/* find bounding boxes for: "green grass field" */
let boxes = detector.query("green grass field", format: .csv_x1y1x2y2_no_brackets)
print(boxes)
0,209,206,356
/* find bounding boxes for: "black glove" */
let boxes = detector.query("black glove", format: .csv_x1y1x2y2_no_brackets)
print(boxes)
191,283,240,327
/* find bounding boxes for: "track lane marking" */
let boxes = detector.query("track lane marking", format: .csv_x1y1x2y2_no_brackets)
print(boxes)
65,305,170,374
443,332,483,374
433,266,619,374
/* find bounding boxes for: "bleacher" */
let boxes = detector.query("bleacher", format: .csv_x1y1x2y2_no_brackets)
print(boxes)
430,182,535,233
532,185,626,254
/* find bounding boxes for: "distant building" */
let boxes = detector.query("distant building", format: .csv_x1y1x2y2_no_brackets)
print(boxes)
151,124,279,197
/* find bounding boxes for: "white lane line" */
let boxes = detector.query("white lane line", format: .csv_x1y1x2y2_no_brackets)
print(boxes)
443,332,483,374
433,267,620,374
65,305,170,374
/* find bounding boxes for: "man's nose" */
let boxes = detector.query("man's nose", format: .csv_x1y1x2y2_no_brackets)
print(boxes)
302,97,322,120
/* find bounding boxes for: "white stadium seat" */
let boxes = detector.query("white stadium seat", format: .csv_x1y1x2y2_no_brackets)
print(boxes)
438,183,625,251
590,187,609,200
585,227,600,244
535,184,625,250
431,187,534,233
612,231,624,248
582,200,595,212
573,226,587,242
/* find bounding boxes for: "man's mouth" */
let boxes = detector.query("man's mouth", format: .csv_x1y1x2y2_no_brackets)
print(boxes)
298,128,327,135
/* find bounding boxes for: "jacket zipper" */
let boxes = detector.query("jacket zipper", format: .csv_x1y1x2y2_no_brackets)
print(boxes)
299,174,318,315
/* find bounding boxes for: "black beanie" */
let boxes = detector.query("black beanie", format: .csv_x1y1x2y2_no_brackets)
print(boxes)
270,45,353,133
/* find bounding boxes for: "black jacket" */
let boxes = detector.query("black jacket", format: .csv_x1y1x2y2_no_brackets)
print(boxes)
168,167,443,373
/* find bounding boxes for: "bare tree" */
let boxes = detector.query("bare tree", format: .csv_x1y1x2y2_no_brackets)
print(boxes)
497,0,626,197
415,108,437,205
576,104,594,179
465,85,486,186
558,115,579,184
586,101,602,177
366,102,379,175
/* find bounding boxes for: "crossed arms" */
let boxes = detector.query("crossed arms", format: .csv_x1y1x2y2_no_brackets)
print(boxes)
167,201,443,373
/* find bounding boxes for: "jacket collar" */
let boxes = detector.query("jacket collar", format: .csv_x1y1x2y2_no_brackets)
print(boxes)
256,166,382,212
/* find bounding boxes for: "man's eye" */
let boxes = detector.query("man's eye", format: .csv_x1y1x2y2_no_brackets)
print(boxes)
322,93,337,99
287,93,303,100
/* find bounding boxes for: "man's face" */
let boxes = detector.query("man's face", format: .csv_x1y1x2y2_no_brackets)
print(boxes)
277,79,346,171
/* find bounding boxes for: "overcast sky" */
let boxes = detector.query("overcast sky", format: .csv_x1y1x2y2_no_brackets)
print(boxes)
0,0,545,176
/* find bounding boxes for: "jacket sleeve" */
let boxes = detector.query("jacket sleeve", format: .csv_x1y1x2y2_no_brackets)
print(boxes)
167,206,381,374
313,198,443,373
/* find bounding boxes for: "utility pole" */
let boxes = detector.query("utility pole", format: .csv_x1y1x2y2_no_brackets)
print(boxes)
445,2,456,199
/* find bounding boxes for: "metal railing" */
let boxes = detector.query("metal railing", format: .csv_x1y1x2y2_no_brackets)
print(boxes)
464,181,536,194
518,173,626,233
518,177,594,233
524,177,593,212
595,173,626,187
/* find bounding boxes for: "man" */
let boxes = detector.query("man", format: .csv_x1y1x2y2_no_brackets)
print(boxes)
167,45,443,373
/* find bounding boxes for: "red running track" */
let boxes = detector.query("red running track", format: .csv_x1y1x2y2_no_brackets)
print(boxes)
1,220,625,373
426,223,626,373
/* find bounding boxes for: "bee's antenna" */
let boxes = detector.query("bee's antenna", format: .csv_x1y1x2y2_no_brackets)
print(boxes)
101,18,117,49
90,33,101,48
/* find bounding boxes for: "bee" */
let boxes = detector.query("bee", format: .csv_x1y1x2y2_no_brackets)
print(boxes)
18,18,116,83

▶ [Assignment] All lines in the records above with "marking" need to be found and copied.

▶ [Task answer]
/* find bounding boxes for: "track lane marking" */
let boxes = detector.query("track lane marking", format: .csv_x1y1x2y2_no_brackets)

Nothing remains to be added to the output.